EXERCISE GOAL → Below are the records to retype. Keep every character exactly and leave out the pictures.

Data items

= = = = = = =

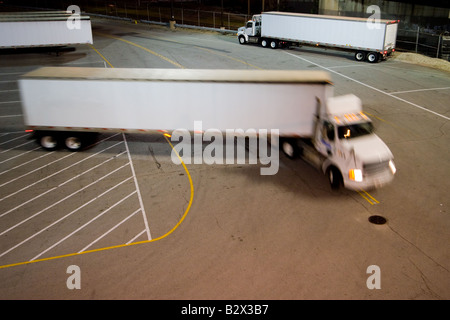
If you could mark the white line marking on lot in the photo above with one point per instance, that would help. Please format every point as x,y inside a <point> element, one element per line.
<point>353,65</point>
<point>19,155</point>
<point>137,236</point>
<point>69,155</point>
<point>20,145</point>
<point>83,226</point>
<point>419,90</point>
<point>369,86</point>
<point>109,231</point>
<point>25,135</point>
<point>55,173</point>
<point>27,162</point>
<point>64,217</point>
<point>6,102</point>
<point>54,188</point>
<point>55,203</point>
<point>144,215</point>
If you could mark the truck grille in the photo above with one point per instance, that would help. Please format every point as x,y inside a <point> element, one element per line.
<point>371,169</point>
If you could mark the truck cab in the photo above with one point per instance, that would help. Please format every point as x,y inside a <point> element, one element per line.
<point>355,155</point>
<point>251,31</point>
<point>345,147</point>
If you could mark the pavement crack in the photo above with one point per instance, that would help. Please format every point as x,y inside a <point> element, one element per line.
<point>420,250</point>
<point>152,153</point>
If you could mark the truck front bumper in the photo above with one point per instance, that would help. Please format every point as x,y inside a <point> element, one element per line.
<point>370,182</point>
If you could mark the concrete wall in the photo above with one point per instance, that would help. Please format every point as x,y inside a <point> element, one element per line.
<point>407,13</point>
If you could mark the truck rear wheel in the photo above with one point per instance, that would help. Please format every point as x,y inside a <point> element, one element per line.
<point>372,57</point>
<point>290,148</point>
<point>48,142</point>
<point>360,56</point>
<point>73,143</point>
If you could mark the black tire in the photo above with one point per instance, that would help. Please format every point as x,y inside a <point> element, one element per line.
<point>373,57</point>
<point>273,44</point>
<point>264,43</point>
<point>290,148</point>
<point>360,56</point>
<point>334,177</point>
<point>48,141</point>
<point>73,142</point>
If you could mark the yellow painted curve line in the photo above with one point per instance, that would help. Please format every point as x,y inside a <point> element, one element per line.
<point>123,245</point>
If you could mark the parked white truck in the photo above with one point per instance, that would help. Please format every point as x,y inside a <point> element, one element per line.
<point>44,29</point>
<point>369,41</point>
<point>63,104</point>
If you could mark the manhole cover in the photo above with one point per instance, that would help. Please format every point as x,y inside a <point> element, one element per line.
<point>377,219</point>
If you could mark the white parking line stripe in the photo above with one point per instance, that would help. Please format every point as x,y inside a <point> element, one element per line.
<point>137,236</point>
<point>419,90</point>
<point>144,215</point>
<point>6,102</point>
<point>12,116</point>
<point>19,155</point>
<point>368,86</point>
<point>109,231</point>
<point>62,218</point>
<point>13,139</point>
<point>83,226</point>
<point>53,174</point>
<point>29,161</point>
<point>20,145</point>
<point>65,198</point>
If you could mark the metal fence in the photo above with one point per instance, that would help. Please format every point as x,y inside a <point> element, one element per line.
<point>421,41</point>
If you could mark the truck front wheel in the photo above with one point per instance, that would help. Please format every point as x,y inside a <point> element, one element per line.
<point>372,57</point>
<point>334,177</point>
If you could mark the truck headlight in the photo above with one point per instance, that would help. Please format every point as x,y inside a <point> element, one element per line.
<point>355,174</point>
<point>392,166</point>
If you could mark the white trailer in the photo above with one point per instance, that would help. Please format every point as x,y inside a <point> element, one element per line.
<point>371,41</point>
<point>62,104</point>
<point>43,29</point>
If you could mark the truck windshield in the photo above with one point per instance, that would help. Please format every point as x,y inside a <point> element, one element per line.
<point>355,130</point>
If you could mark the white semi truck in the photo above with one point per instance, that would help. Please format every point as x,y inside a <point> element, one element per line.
<point>63,104</point>
<point>370,41</point>
<point>44,29</point>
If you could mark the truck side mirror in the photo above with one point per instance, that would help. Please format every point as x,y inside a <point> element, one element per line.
<point>330,131</point>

= = = = = = =

ANSWER TO THE PROBLEM →
If you could mark the white line marking on lot in the photo above with one point per instance, that would help. Please format every point as x,y inside a <point> element, one element per line.
<point>353,65</point>
<point>19,155</point>
<point>137,236</point>
<point>69,155</point>
<point>20,145</point>
<point>83,226</point>
<point>419,90</point>
<point>369,86</point>
<point>109,231</point>
<point>25,135</point>
<point>55,173</point>
<point>27,162</point>
<point>64,217</point>
<point>6,102</point>
<point>54,188</point>
<point>55,203</point>
<point>144,215</point>
If you could mark the truck grille in the photo above with one point per instance, that would help. Please format every point as x,y inside a <point> element, one element per line.
<point>371,169</point>
If you could mark the truck cab in the photo above with one point per instance, that would help. Please format every point as x,y inside a <point> element, one element per line.
<point>355,155</point>
<point>251,31</point>
<point>345,147</point>
If you could mark the pavement crack in the photo above with one point per instance, that would help. Please format every point as x,y inside a <point> element, one element per line.
<point>420,250</point>
<point>152,153</point>
If you could mark the truck front bumper in the photo above with one point per instance, that would help. Please format every point as x,y inside a <point> element, one element per line.
<point>370,182</point>
If you could mark the concrete wall in the photo above with one point per instance, that would help. Please format every point as x,y inside a <point> element, one element per line.
<point>407,13</point>
If you could mark the truck rear wheel in the photo above with one point per instance, that would help. Please format every point as x,y inside a <point> element, one element per line.
<point>372,57</point>
<point>290,148</point>
<point>48,142</point>
<point>360,56</point>
<point>73,143</point>
If you could mark the black tire in the photo above with one point per instance, that would help. Please format every point as x,y inside a <point> element, one element per line.
<point>373,57</point>
<point>273,44</point>
<point>264,43</point>
<point>290,148</point>
<point>360,56</point>
<point>334,177</point>
<point>48,141</point>
<point>73,142</point>
If you could mark the yellow painted curve line in the photo above with one point per instance, that would help. Please format every point as x,y inside a <point> element, one element per line.
<point>123,245</point>
If you could mark the parked white truck in the photo above with one point per instance, that would help. Please format every point as x,y inside a <point> element, one element per line.
<point>44,29</point>
<point>369,41</point>
<point>63,104</point>
If you could mark the manhole cover in the photo above with one point per instance, that would help. Please format every point as x,y inside a <point> element, one element per line.
<point>377,219</point>
If you could mark the white parking line stripe in the photo above with one point per instance, that would help. Please format every point as x,y inside a <point> element, one element per line.
<point>137,236</point>
<point>419,90</point>
<point>144,215</point>
<point>6,102</point>
<point>12,116</point>
<point>19,155</point>
<point>368,86</point>
<point>109,231</point>
<point>62,218</point>
<point>13,139</point>
<point>83,226</point>
<point>53,174</point>
<point>29,161</point>
<point>20,145</point>
<point>65,198</point>
If you could mark the metal fence in the photo above with one point per instance, that would help. Please format every point as x,y inside a <point> element, one element per line.
<point>421,41</point>
If you could mark the truck front wheel in the photo above with one point per instance, that would help. Please format every point as x,y inside a <point> element, one element per line.
<point>372,57</point>
<point>334,177</point>
If you could mark the truck headlight in the photo above with one point per instance, that would help. Please format every point as x,y inside a <point> element, one element per line.
<point>355,174</point>
<point>392,166</point>
If you could mark the white trailer in the photo above with one point per instance, that would help. Please format every point as x,y inside a <point> element, one element per line.
<point>371,41</point>
<point>62,104</point>
<point>43,29</point>
If you could mark the truck windshield in the photo above with one point per instance, that would help. Please format every point as x,y inside a <point> element, one element per line.
<point>355,130</point>
If you could mark the white semi truck in the photo above with one point per instance, that would help. Please format every point as x,y inside a <point> element, one element per line.
<point>63,104</point>
<point>370,41</point>
<point>44,29</point>
If you could mark the truck side mirror in the photo above with one point per instance, that would help. Please format every point as x,y inside a <point> element, one element per line.
<point>330,131</point>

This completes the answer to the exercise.